GIVEN INSTRUCTION
Duplicate the lines below without any changes.

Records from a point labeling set

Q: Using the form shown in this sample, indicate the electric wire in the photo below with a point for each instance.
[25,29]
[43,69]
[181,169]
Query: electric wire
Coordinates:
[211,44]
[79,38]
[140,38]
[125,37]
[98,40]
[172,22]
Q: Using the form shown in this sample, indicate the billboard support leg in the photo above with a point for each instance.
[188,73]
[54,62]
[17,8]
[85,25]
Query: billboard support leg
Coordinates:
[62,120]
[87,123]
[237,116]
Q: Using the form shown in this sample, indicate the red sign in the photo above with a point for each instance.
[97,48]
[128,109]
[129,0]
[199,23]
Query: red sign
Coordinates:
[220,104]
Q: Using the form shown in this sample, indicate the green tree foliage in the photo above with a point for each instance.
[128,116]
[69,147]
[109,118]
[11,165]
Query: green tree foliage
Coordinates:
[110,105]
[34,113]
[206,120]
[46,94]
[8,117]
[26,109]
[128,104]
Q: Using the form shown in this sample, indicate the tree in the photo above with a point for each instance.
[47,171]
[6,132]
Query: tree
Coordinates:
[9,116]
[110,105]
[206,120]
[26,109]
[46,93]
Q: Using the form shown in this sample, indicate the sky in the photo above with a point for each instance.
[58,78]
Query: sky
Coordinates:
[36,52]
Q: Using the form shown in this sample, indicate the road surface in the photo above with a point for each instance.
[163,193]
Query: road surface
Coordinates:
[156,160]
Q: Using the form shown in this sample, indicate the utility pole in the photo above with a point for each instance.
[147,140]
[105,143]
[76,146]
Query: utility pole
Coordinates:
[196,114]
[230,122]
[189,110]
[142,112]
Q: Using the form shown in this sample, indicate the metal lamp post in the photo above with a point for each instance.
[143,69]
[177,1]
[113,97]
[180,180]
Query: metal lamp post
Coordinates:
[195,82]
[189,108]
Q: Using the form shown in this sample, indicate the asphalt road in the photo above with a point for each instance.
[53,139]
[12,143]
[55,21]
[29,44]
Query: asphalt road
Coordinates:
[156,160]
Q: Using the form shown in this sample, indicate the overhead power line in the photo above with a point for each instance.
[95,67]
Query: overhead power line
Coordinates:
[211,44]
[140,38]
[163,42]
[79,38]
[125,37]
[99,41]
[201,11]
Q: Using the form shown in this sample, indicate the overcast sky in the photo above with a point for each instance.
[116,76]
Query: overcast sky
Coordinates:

SOLUTION TO THE PROBLEM
Q: Using the form shown in this sample, indicate the electric wire in the photo below with a point for each instance.
[25,29]
[43,69]
[181,169]
Query: electric wire
Coordinates:
[211,44]
[79,38]
[140,38]
[125,37]
[98,40]
[172,22]
Q: Using the form shown in this sample, indicate the billboard support leg in the photo above with a point for each instance.
[188,73]
[54,62]
[17,8]
[85,25]
Query: billboard support leg
Coordinates:
[62,120]
[87,123]
[237,116]
Q: Using the form shown in this sample, indicate the red sign in the photo above with a point for each instance.
[97,48]
[128,109]
[129,0]
[199,23]
Query: red sign
Coordinates:
[220,104]
Q: Using the form shown in this sample, indicate the green tree foliage in the photo above with a point for each instance.
[128,116]
[69,147]
[109,118]
[11,165]
Query: green tree foliage
Coordinates:
[110,105]
[34,113]
[206,120]
[46,94]
[8,117]
[26,109]
[128,104]
Q: Using the form shown in this sample, indicate the tree in the photo above with a point for each instance.
[47,171]
[6,132]
Query: tree
Coordinates:
[9,116]
[110,105]
[206,120]
[26,109]
[46,93]
Q: Using the form shown in this sample, indicate the sky in the photo above with a point for each instance.
[58,78]
Query: sky
Coordinates:
[36,52]
Q: Using the form shown in this sample, indicate the road surface in the photo above with a point for each instance.
[163,193]
Query: road surface
Coordinates:
[156,160]
Q: Using the form shown in this sample, indicate the utility pole in the photo above with a point for each instance.
[147,140]
[105,143]
[76,146]
Query: utility pole
Coordinates:
[196,114]
[230,122]
[189,110]
[142,112]
Q: Using the form shown in this sample, indicate the metal lamp post in the photo above with a point for each instance.
[143,69]
[177,1]
[113,97]
[180,180]
Query: metal lamp post
Coordinates:
[195,82]
[189,108]
Q: Using the form shown in this sample, indicate the asphalt road in the photo above with a point for each instance.
[53,139]
[12,143]
[55,21]
[29,44]
Query: asphalt road
Coordinates:
[156,160]
Q: Using the form shown in this sample, indicate the overhead power line in the photo above with a point for each instance.
[95,67]
Query: overhead power line
Coordinates:
[211,44]
[140,38]
[163,42]
[79,38]
[125,37]
[99,41]
[201,11]
Q: Using the form shown in this sample, indicate the overcast sky in the photo above with a point for each instance.
[116,76]
Query: overcast sky
Coordinates:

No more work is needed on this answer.